What is being asked: Each line that includes the word "lounge" should be copied from the records.

Recorded information:
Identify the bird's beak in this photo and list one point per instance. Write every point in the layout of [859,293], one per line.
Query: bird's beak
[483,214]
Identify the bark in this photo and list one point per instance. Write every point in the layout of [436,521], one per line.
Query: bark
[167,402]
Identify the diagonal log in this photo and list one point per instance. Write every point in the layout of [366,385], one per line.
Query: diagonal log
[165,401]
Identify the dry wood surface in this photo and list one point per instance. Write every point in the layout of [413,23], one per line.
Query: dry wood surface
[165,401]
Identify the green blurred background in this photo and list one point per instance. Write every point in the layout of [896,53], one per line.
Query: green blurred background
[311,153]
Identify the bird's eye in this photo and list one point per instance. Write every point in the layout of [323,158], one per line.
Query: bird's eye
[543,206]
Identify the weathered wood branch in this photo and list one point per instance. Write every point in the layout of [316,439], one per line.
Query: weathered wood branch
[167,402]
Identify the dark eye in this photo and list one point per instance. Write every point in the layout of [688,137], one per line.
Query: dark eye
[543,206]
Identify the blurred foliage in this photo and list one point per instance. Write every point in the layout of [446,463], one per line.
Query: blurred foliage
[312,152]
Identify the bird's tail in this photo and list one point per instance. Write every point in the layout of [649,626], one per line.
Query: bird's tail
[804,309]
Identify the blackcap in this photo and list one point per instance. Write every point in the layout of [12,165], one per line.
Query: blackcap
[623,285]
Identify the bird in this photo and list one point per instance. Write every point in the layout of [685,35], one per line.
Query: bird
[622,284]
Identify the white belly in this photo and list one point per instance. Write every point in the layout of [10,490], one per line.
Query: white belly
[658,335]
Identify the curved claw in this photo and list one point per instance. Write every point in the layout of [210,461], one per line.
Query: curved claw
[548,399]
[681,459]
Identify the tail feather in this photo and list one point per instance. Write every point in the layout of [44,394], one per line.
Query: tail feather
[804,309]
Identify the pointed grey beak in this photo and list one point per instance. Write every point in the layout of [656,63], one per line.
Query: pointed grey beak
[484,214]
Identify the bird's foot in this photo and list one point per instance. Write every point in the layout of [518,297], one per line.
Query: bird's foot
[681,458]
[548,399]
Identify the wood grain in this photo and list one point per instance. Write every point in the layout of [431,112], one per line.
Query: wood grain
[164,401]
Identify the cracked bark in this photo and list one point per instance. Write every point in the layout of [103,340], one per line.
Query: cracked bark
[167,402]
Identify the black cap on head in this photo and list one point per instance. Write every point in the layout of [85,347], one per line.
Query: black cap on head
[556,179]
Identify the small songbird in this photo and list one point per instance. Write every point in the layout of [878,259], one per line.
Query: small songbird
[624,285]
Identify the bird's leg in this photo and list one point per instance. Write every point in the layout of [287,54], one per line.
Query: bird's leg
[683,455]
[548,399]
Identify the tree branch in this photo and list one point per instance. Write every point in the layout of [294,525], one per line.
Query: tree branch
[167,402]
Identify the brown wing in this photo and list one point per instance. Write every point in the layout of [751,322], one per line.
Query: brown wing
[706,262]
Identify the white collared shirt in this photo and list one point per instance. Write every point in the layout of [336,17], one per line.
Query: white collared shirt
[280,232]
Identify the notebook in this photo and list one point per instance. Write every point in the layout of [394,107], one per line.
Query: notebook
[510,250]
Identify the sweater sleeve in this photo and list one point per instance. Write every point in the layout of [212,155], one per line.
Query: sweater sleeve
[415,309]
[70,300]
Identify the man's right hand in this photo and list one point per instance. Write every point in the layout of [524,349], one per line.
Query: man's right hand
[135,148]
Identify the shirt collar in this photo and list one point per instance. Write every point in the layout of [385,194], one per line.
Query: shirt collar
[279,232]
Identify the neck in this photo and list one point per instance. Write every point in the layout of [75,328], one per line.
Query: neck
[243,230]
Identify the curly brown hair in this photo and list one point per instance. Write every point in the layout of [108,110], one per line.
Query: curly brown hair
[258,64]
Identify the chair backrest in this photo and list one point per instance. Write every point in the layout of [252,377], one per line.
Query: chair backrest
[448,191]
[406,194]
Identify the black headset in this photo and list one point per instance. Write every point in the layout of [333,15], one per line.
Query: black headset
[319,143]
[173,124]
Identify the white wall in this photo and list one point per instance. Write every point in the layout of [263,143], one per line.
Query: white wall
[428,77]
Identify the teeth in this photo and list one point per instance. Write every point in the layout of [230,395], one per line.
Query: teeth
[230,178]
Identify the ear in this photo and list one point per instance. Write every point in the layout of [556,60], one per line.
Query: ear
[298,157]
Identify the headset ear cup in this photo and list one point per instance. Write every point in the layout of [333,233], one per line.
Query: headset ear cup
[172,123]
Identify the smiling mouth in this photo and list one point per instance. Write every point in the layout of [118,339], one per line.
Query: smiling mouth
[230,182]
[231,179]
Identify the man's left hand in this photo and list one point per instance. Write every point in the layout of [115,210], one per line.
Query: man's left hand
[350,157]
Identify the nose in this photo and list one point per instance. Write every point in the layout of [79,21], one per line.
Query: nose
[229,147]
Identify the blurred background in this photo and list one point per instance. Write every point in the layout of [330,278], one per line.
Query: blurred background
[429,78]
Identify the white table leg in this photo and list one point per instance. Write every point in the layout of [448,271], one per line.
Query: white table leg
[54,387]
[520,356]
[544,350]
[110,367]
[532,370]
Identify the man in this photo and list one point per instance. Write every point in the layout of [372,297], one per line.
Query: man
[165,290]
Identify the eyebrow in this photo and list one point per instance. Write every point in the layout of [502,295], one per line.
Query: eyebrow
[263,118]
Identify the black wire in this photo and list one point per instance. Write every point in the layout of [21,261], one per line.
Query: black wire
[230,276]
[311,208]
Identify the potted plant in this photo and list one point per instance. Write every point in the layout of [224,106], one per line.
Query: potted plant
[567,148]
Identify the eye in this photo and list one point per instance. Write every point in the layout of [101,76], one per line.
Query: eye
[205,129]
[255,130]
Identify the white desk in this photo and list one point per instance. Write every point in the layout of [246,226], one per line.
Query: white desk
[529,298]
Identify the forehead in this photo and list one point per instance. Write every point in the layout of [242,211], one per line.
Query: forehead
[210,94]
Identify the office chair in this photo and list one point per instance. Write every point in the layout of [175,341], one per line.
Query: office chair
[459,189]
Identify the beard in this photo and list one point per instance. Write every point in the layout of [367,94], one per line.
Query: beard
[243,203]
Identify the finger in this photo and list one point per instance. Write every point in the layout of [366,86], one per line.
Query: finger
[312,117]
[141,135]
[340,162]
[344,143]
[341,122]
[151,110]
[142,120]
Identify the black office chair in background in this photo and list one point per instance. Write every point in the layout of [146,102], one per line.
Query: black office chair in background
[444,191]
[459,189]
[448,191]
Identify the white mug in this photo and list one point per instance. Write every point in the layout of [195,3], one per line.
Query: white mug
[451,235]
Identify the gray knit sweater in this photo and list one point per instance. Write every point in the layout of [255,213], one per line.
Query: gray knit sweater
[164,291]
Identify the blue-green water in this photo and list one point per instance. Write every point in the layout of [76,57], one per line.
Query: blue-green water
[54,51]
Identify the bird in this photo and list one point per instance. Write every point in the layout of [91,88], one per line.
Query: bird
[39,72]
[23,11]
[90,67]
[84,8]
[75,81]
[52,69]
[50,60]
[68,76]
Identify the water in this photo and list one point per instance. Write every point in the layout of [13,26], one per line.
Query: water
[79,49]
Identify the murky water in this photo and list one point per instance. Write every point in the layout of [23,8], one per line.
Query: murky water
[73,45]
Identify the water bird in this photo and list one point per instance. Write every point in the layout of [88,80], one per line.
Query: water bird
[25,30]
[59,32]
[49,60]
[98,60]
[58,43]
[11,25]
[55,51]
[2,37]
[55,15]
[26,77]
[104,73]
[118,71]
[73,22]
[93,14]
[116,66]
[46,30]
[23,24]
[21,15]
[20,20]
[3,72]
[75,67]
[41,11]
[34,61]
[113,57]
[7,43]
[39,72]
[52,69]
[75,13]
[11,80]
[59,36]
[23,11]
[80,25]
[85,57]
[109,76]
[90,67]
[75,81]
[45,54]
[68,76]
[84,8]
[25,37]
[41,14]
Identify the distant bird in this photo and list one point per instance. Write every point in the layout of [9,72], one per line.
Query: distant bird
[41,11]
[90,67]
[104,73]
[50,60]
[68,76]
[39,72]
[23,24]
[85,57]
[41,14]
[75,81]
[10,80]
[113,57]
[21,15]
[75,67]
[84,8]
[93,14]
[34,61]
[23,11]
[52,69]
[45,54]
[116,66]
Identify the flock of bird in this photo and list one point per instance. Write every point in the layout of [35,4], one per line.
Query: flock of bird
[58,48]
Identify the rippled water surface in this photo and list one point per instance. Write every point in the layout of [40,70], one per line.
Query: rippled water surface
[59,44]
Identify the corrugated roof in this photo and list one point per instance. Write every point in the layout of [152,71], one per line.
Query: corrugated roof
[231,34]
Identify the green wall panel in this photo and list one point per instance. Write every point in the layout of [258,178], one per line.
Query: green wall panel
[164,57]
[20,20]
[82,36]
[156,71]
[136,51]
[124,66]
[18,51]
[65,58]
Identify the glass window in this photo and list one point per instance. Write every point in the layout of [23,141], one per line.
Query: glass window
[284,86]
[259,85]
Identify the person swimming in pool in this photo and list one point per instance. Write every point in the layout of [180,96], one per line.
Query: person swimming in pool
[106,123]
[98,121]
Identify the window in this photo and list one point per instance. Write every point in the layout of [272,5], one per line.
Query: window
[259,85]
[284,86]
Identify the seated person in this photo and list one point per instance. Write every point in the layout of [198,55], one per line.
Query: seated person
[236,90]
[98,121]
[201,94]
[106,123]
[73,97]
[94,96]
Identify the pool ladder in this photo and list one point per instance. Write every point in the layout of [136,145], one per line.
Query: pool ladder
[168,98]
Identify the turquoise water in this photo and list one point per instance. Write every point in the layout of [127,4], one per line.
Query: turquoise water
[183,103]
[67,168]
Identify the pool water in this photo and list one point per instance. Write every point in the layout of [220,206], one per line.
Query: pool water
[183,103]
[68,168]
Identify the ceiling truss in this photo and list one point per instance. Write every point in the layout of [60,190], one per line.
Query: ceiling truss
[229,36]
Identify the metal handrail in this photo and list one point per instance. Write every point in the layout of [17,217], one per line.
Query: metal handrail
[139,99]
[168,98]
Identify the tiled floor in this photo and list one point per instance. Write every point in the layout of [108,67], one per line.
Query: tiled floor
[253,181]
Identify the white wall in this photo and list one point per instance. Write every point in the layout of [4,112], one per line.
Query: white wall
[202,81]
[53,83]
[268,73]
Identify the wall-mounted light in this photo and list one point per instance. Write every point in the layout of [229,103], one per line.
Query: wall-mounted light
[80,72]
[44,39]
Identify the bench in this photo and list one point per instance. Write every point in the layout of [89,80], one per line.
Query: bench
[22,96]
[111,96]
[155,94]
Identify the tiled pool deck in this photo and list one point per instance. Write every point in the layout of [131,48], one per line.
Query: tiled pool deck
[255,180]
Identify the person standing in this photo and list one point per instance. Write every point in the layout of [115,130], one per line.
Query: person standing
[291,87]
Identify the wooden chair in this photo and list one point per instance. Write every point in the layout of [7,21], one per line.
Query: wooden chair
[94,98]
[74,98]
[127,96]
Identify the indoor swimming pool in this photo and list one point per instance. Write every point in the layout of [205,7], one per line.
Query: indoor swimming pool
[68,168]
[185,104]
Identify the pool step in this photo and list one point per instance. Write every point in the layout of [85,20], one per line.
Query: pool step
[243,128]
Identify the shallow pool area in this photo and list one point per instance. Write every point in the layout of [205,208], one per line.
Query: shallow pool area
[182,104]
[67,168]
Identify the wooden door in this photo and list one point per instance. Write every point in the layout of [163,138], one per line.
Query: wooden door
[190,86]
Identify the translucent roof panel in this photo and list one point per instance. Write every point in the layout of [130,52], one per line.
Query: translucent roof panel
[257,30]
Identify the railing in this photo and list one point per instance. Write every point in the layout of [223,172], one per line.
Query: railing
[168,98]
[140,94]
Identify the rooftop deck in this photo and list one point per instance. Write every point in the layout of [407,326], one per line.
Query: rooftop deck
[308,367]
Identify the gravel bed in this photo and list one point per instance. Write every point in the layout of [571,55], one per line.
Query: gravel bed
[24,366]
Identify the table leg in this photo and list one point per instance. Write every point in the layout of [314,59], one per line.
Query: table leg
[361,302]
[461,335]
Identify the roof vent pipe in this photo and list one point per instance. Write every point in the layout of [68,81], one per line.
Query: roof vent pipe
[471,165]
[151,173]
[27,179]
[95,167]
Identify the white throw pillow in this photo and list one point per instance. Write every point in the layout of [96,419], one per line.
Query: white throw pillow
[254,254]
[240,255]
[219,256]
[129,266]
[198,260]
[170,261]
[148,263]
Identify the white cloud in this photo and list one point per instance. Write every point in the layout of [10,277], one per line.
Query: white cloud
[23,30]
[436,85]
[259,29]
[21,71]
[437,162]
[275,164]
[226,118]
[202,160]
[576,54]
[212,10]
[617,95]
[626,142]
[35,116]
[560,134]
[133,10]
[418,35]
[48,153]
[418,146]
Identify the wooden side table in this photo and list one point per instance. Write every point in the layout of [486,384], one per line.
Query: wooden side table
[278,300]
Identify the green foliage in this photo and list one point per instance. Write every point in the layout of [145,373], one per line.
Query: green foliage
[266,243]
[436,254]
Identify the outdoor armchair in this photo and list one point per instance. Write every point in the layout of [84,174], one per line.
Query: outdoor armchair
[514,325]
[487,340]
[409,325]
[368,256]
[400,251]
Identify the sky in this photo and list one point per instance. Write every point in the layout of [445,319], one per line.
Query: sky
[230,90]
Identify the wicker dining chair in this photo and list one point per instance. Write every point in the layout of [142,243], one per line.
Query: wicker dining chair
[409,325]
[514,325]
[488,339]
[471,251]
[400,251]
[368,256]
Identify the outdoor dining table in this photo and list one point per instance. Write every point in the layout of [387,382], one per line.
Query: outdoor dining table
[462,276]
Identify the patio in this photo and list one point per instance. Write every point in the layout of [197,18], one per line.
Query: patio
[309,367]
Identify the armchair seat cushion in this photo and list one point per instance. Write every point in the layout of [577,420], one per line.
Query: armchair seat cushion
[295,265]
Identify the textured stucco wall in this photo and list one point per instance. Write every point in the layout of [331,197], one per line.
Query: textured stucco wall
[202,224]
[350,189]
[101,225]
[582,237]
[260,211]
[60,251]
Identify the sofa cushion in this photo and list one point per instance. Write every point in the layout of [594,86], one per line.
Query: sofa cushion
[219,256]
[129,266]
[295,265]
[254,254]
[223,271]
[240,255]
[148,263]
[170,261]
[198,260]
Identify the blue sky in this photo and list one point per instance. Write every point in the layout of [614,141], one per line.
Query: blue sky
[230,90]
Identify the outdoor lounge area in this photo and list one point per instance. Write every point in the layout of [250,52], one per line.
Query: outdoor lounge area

Solution to the exercise:
Identify the outdoor lounge area in this photo and list one point per instance. Write every point in the layout of [250,52], one per line.
Query: outdoor lounge area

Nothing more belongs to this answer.